- DATA RECORDS -
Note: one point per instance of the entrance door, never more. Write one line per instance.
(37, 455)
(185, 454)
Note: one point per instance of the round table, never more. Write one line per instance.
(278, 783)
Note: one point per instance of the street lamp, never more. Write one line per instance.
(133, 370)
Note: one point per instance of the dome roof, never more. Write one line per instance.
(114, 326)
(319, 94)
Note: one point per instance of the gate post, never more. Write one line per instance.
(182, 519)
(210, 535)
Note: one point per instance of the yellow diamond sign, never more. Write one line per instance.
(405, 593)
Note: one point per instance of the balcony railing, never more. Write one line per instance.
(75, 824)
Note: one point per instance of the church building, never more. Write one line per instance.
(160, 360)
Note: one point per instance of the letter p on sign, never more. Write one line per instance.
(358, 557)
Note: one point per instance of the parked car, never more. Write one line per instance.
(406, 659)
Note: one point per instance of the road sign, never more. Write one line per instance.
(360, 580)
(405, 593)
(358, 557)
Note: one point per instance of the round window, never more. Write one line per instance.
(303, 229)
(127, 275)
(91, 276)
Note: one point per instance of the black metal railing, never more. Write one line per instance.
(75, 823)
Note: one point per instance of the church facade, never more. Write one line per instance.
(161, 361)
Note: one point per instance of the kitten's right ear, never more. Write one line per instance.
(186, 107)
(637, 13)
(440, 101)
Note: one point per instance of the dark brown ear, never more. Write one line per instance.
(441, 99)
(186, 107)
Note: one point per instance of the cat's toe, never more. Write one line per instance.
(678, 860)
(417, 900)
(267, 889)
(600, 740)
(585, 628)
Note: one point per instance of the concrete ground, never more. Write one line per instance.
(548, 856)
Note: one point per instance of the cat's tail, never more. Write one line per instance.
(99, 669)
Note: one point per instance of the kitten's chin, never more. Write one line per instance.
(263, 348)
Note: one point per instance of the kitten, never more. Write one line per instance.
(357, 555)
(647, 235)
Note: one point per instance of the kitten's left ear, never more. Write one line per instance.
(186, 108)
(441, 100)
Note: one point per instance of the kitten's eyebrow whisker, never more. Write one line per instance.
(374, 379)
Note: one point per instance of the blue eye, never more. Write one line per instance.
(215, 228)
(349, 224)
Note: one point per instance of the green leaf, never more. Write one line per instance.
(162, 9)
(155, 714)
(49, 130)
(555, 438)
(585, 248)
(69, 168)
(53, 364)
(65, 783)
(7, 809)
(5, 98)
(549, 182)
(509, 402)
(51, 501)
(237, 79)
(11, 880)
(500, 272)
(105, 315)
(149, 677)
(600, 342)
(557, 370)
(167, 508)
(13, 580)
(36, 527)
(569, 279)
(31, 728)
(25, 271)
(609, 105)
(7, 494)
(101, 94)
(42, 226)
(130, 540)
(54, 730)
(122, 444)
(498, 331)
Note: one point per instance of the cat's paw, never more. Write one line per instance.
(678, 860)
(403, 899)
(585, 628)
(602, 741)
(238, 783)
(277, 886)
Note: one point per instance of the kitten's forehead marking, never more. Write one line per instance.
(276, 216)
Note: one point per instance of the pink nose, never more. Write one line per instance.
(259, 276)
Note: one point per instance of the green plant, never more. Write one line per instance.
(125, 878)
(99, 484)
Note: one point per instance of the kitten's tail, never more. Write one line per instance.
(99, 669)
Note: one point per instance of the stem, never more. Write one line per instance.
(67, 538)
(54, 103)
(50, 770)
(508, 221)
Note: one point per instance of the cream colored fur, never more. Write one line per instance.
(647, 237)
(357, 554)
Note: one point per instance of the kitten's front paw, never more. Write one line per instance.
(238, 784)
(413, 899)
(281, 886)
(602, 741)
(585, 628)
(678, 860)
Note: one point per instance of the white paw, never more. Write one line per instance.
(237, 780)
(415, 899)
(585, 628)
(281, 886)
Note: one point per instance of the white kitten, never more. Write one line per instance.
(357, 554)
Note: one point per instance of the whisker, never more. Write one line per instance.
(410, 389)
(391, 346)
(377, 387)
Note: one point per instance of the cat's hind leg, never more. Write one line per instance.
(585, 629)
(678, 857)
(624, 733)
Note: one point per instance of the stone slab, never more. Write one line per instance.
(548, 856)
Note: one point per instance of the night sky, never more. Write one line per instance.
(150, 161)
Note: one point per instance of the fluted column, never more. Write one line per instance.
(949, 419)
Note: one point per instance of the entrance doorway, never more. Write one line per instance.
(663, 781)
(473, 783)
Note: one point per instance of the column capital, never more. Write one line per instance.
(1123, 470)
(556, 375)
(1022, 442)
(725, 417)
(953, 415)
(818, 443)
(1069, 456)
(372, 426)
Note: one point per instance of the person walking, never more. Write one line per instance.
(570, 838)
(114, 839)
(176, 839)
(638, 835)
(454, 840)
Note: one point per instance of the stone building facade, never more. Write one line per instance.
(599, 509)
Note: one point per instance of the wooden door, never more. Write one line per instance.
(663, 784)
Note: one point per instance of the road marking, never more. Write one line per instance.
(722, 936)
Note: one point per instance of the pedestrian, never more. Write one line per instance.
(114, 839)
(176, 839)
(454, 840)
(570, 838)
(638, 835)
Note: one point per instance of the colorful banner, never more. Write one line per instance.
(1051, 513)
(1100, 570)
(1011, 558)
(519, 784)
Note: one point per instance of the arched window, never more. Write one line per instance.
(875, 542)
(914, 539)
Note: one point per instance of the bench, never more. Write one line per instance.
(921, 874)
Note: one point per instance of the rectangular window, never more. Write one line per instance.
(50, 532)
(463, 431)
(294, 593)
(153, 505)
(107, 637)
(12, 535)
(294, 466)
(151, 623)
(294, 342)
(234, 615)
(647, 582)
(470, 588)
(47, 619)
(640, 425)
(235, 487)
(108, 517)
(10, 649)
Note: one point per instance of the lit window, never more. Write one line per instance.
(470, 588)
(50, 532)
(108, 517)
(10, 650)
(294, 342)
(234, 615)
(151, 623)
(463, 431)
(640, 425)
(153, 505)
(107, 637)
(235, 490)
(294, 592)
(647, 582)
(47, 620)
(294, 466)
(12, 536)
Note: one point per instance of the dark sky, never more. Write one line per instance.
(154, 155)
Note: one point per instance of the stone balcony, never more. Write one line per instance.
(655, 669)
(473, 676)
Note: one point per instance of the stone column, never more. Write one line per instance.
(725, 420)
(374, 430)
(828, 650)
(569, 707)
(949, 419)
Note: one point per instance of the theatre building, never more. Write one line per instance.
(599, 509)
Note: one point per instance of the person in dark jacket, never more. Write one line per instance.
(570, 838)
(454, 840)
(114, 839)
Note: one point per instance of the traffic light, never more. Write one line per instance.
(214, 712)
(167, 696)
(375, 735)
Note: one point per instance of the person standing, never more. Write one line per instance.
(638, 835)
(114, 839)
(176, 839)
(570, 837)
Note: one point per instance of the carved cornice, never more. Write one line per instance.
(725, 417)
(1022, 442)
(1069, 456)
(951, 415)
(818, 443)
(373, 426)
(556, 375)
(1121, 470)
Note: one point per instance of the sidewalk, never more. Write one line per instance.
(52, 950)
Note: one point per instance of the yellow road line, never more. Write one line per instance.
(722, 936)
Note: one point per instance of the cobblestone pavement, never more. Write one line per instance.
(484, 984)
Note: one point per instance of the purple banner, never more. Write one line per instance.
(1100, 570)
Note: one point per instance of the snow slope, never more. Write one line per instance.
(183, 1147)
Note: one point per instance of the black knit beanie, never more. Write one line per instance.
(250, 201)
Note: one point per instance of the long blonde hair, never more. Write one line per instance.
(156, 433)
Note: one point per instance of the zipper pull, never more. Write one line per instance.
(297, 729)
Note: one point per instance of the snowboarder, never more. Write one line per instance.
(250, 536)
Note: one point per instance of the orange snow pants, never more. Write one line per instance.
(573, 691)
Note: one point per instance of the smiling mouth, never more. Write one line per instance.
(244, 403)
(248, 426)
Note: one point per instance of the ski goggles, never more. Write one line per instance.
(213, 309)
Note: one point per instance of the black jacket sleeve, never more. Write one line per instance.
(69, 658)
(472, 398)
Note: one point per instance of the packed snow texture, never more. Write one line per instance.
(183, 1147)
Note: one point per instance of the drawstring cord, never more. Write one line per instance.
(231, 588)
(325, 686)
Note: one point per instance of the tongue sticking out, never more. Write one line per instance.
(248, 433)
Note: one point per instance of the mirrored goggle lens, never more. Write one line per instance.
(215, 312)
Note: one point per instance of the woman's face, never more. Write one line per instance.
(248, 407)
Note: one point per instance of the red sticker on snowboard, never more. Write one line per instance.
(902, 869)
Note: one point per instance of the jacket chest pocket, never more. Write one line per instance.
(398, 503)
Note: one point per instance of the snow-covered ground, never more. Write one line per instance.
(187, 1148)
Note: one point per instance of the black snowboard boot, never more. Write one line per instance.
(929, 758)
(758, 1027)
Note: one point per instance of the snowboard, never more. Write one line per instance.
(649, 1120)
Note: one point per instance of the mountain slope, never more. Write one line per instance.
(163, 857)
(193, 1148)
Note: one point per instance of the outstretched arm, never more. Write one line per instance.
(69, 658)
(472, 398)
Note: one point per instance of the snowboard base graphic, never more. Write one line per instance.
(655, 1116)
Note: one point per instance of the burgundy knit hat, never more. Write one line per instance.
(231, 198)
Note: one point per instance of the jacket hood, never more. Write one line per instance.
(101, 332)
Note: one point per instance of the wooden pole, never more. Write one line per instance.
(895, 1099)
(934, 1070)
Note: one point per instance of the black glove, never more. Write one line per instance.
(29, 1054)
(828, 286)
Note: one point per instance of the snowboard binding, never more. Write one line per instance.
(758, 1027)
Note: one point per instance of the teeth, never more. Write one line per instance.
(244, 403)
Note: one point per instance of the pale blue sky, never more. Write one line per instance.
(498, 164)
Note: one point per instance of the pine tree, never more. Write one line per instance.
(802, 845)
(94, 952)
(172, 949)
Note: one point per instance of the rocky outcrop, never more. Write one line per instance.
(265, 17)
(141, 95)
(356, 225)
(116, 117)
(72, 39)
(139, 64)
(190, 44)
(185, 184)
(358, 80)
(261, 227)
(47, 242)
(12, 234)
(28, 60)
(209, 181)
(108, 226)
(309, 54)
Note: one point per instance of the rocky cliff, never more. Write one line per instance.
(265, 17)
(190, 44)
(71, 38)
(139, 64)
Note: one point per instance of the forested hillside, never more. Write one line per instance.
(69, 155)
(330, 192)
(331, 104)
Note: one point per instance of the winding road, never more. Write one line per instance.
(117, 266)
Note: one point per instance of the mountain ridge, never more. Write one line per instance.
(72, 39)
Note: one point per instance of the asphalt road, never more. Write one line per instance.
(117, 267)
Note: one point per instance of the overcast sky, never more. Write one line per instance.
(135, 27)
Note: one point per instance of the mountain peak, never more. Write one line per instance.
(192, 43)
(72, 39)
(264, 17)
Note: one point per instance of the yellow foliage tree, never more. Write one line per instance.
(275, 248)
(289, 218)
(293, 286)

- WORK REQUIRED -
Return, exactly as written, the "Note: one point per instance of the mountain ridge, never" line and each line after it through the end of the listing above.

- RESULT FOR THIS EXERCISE -
Note: one point per instance of the mountain ridge, never more. Write one line per instance.
(72, 39)
Note: one point per instance of the asphalt road, never more. Write one line per instance.
(117, 267)
Note: one point per instance of the overcast sky, never more. Write one line per instance.
(135, 27)
Note: one point per instance of the mountain peak, never more. Write one line per instance.
(192, 43)
(72, 39)
(264, 17)
Note: one point per instance of the yellow foliage tree, never more. Write one line per instance.
(275, 248)
(289, 218)
(293, 286)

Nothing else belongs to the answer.